Please copy each line below that contains the string "phrase".

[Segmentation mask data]

--------

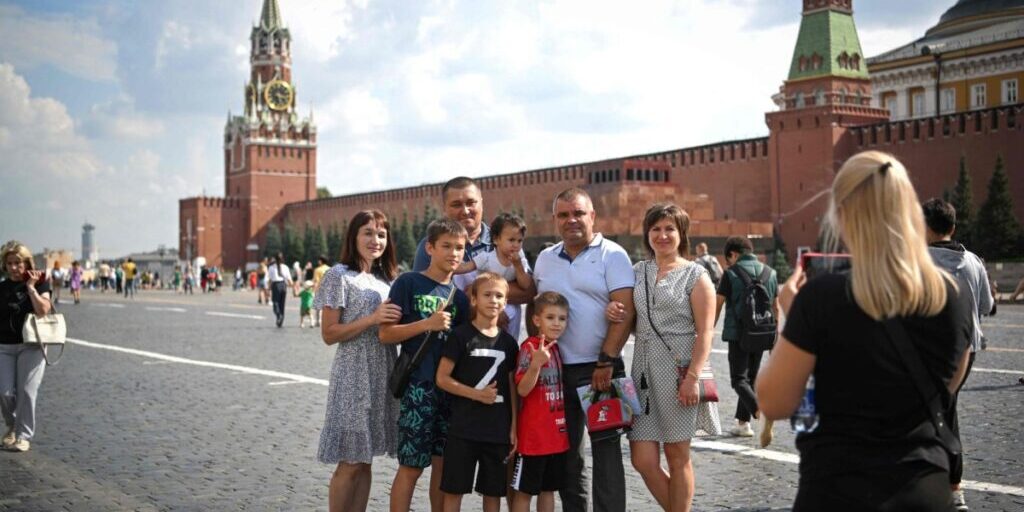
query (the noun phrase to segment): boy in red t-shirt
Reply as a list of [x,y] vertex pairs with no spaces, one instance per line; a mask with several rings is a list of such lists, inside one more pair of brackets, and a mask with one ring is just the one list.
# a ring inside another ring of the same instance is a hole
[[555,292],[544,292],[533,301],[534,325],[540,336],[531,336],[519,348],[516,390],[523,397],[519,411],[518,454],[512,472],[513,512],[530,510],[537,496],[537,510],[555,509],[555,491],[565,486],[569,434],[565,426],[562,394],[562,358],[558,337],[569,319],[569,302]]

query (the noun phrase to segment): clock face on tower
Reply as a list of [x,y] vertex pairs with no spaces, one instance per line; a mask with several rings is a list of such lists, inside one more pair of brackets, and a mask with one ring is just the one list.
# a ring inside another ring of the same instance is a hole
[[263,99],[274,110],[287,110],[292,104],[292,86],[283,80],[274,80],[263,89]]

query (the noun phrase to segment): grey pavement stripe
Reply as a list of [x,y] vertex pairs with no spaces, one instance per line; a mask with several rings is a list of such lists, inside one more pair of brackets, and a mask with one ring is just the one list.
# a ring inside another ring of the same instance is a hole
[[[197,361],[194,359],[188,359],[184,357],[169,356],[166,354],[160,354],[157,352],[150,352],[147,350],[137,350],[134,348],[119,347],[116,345],[105,345],[101,343],[93,343],[91,341],[79,340],[74,338],[68,338],[69,343],[76,345],[82,345],[84,347],[98,348],[103,350],[112,350],[115,352],[123,352],[126,354],[137,355],[141,357],[149,357],[153,359],[159,359],[162,361],[170,361],[181,364],[191,364],[194,366],[204,366],[207,368],[219,368],[222,370],[230,370],[237,373],[247,373],[252,375],[264,375],[268,377],[276,377],[280,379],[287,379],[287,381],[272,382],[271,384],[282,385],[290,383],[307,383],[307,384],[318,384],[321,386],[327,386],[329,381],[326,379],[315,379],[313,377],[306,377],[305,375],[298,375],[294,373],[284,373],[273,370],[261,370],[259,368],[249,368],[247,366],[239,366],[234,364],[224,363],[213,363],[209,361]],[[976,371],[974,369],[972,371]],[[1005,370],[1000,370],[1000,372]],[[1007,372],[1007,373],[1024,373],[1024,372]],[[790,464],[796,464],[800,461],[800,457],[793,453],[777,452],[774,450],[755,449],[748,446],[725,443],[721,441],[701,441],[694,440],[691,444],[694,448],[713,450],[717,452],[735,453],[745,457],[756,457],[759,459],[772,460],[777,462],[786,462]],[[1014,496],[1024,496],[1024,487],[1015,487],[1011,485],[994,484],[989,482],[978,482],[974,480],[964,480],[961,486],[965,489],[982,492],[992,492],[998,494],[1011,494]]]
[[1009,347],[985,347],[986,351],[992,352],[1024,352],[1024,348],[1009,348]]
[[114,302],[93,302],[93,306],[99,306],[101,308],[123,308],[124,304],[117,304]]
[[206,314],[210,316],[224,316],[228,318],[249,318],[252,320],[265,320],[267,318],[260,315],[242,315],[239,313],[224,313],[222,311],[207,311]]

--------

THE ANSWER →
query (the noun phrase to segment): boy in red t-shirt
query (the noun phrase to segment): clock face on tower
query (the noun phrase to segment): grey pavement stripe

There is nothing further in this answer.